# [Exercise brief]
Which lines of the entries hold the string "exact"? Copy each one.
((
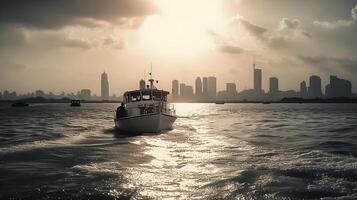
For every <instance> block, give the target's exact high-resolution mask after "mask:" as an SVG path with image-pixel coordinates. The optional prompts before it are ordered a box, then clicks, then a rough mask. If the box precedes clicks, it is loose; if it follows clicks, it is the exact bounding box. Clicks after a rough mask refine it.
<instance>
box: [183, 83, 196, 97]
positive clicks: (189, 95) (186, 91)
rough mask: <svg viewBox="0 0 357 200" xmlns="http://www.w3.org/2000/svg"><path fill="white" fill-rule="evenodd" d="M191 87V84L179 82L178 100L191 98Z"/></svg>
mask: <svg viewBox="0 0 357 200" xmlns="http://www.w3.org/2000/svg"><path fill="white" fill-rule="evenodd" d="M192 98H193V88H192V86H189V85H186V84H184V83H181V84H180V100H184V101H185V100H193V99H192Z"/></svg>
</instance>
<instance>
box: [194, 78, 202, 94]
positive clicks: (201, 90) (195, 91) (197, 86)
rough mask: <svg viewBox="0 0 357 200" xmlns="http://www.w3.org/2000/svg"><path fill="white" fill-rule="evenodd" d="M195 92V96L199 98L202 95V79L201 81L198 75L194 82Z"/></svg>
mask: <svg viewBox="0 0 357 200" xmlns="http://www.w3.org/2000/svg"><path fill="white" fill-rule="evenodd" d="M195 89H196V90H195V92H196V93H195V94H196V97H198V98H200V97H202V93H203V91H202V81H201V78H200V77H197V78H196V82H195Z"/></svg>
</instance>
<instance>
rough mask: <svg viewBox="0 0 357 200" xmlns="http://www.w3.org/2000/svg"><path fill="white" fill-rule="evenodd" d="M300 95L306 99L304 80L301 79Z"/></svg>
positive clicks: (300, 96) (305, 82) (305, 85)
mask: <svg viewBox="0 0 357 200" xmlns="http://www.w3.org/2000/svg"><path fill="white" fill-rule="evenodd" d="M300 97H301V98H304V99H306V98H307V87H306V82H305V81H302V82H301V83H300Z"/></svg>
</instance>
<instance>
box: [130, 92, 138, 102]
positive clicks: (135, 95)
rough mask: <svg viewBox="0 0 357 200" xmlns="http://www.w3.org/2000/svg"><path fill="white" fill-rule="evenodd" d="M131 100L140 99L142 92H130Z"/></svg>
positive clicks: (132, 101)
mask: <svg viewBox="0 0 357 200" xmlns="http://www.w3.org/2000/svg"><path fill="white" fill-rule="evenodd" d="M129 100H130V102H135V101H140V100H141V98H140V92H133V93H130V97H129Z"/></svg>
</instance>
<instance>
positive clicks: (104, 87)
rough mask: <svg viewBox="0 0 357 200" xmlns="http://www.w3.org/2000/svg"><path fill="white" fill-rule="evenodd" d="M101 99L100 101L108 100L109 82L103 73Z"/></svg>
mask: <svg viewBox="0 0 357 200" xmlns="http://www.w3.org/2000/svg"><path fill="white" fill-rule="evenodd" d="M101 97H102V100H109V82H108V75H107V74H106V73H105V72H103V74H102V77H101Z"/></svg>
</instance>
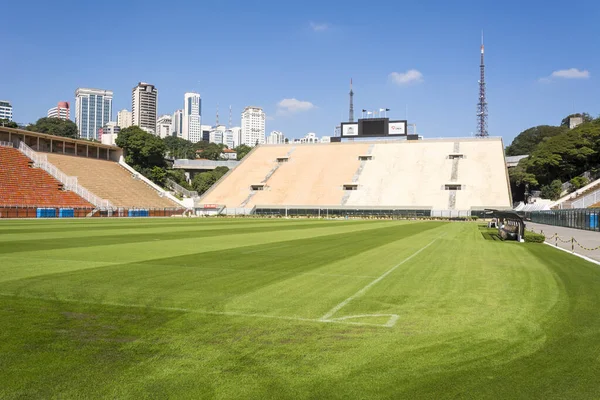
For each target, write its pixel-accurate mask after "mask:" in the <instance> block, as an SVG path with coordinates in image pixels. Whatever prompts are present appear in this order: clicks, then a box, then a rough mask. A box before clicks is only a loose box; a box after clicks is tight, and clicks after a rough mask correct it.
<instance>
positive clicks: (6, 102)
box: [0, 100, 12, 121]
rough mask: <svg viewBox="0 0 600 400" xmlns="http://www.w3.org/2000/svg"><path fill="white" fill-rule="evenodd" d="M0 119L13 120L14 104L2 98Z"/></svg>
mask: <svg viewBox="0 0 600 400" xmlns="http://www.w3.org/2000/svg"><path fill="white" fill-rule="evenodd" d="M0 119H7V120H9V121H12V105H11V104H10V102H8V101H6V100H0Z"/></svg>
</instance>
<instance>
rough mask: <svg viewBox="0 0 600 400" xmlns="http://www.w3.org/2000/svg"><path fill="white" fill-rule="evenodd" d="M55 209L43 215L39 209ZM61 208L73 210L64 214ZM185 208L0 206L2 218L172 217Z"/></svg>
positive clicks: (12, 205) (30, 205)
mask: <svg viewBox="0 0 600 400" xmlns="http://www.w3.org/2000/svg"><path fill="white" fill-rule="evenodd" d="M40 209H43V210H54V211H53V212H51V213H49V214H45V215H43V216H41V215H40V214H39V213H38V210H40ZM61 210H72V211H71V212H70V213H69V214H67V215H63V214H62V213H61V212H60V211H61ZM185 212H186V210H185V209H183V208H133V207H132V208H124V207H119V208H116V209H114V210H112V209H98V208H96V209H94V208H92V207H87V208H86V207H52V206H35V205H30V206H23V205H12V206H9V205H2V206H0V219H2V218H140V217H172V216H183V215H184V214H185Z"/></svg>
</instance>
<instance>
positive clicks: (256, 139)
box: [242, 106, 265, 146]
mask: <svg viewBox="0 0 600 400" xmlns="http://www.w3.org/2000/svg"><path fill="white" fill-rule="evenodd" d="M264 143H265V113H264V111H263V110H262V108H260V107H252V106H249V107H246V108H244V111H243V112H242V144H246V145H248V146H255V145H256V144H264Z"/></svg>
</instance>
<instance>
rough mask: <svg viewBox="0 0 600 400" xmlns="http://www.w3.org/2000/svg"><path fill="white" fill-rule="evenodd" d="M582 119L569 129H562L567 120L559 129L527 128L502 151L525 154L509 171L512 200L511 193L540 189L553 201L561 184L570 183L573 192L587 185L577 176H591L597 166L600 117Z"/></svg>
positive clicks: (560, 190) (517, 136) (545, 127)
mask: <svg viewBox="0 0 600 400" xmlns="http://www.w3.org/2000/svg"><path fill="white" fill-rule="evenodd" d="M583 116H584V121H587V122H584V123H583V124H581V125H579V126H578V127H576V128H574V129H571V130H569V129H568V127H567V126H564V125H565V120H567V121H568V117H567V118H565V119H564V120H563V122H562V124H561V126H548V125H541V126H537V127H533V128H530V129H527V130H525V131H523V132H521V134H519V135H518V136H517V137H516V138H515V139H514V140H513V142H512V144H511V145H510V146H508V147H507V148H506V154H507V155H517V154H529V157H528V158H526V159H523V160H521V161H520V162H519V165H518V166H517V167H515V168H511V169H510V170H509V175H510V181H511V184H512V186H513V197H515V198H518V197H519V196H518V195H515V191H520V192H523V191H524V190H525V187H526V186H527V187H529V189H530V190H531V189H540V190H542V197H546V198H551V199H556V198H558V197H559V196H560V191H561V188H560V186H561V184H562V183H563V182H571V183H572V184H573V187H574V188H575V189H577V188H579V187H582V186H584V185H585V184H587V180H586V179H585V178H582V177H580V176H579V175H581V174H582V173H584V172H586V171H592V173H594V172H595V171H596V170H597V169H598V166H599V165H600V118H598V119H591V118H589V116H587V114H583ZM567 123H568V122H567Z"/></svg>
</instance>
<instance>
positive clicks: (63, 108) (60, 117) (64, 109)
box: [48, 101, 71, 119]
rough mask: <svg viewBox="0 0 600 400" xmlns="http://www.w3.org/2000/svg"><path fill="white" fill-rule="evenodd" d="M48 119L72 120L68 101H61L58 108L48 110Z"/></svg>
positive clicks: (70, 109)
mask: <svg viewBox="0 0 600 400" xmlns="http://www.w3.org/2000/svg"><path fill="white" fill-rule="evenodd" d="M48 118H60V119H69V118H71V109H70V106H69V102H68V101H59V102H58V104H57V106H56V107H52V108H51V109H49V110H48Z"/></svg>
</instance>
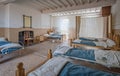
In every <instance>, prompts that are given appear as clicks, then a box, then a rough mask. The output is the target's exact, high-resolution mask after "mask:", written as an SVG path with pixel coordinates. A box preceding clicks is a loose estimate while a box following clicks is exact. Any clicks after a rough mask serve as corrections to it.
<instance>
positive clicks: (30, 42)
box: [25, 38, 34, 46]
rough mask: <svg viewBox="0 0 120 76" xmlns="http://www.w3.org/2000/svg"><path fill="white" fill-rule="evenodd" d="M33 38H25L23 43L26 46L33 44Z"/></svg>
mask: <svg viewBox="0 0 120 76" xmlns="http://www.w3.org/2000/svg"><path fill="white" fill-rule="evenodd" d="M33 41H34V38H26V39H25V43H26V45H27V46H29V45H30V44H33Z"/></svg>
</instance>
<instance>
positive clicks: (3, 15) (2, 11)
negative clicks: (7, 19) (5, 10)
mask: <svg viewBox="0 0 120 76" xmlns="http://www.w3.org/2000/svg"><path fill="white" fill-rule="evenodd" d="M0 27H5V6H0Z"/></svg>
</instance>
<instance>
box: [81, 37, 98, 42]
mask: <svg viewBox="0 0 120 76" xmlns="http://www.w3.org/2000/svg"><path fill="white" fill-rule="evenodd" d="M79 39H80V40H85V41H98V39H89V38H84V37H80V38H79Z"/></svg>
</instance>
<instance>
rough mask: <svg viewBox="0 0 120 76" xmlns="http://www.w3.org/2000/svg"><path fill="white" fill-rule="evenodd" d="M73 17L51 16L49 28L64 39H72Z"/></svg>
mask: <svg viewBox="0 0 120 76" xmlns="http://www.w3.org/2000/svg"><path fill="white" fill-rule="evenodd" d="M75 24H76V23H75V16H53V17H52V22H51V26H52V28H54V29H55V30H56V32H59V33H61V34H65V35H66V39H69V38H72V37H73V36H74V34H75Z"/></svg>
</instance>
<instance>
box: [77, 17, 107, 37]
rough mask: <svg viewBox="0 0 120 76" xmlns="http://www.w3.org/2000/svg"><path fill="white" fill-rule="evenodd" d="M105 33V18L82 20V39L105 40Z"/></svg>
mask: <svg viewBox="0 0 120 76" xmlns="http://www.w3.org/2000/svg"><path fill="white" fill-rule="evenodd" d="M104 33H105V19H104V17H91V18H81V24H80V33H79V36H80V37H96V38H103V37H104Z"/></svg>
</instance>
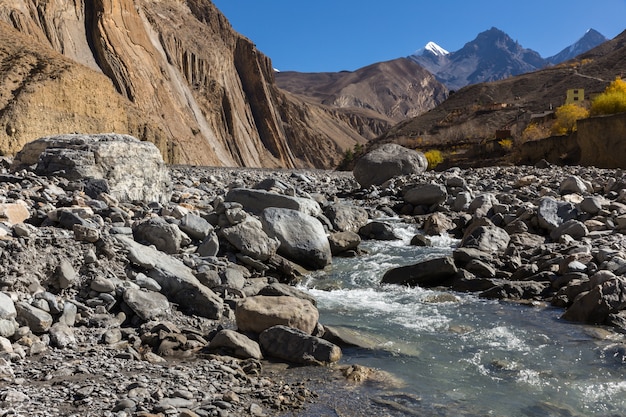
))
# [Answer box]
For every <instance> block, give the target's exact high-resolution mask after "mask:" as an SVG path with image-pixel coordinates. The optional prompts before it are ordered a box, then clicks, then a rough mask. If the box precedes clicks, it is loose; if it follows clicks, it is the exact bounding box. Clicks after a rough mask refine it.
In every <instance>, prompts that are given appear as clicks, then a box, then a rough mask. The output is the target's exact, high-resolution mask after "mask:", written as an SVG path with pixel coordinates. A box preceding clicks is a loose estimate while a box following clicks is exact. Any clicks after a rough mask serve as corrections to it.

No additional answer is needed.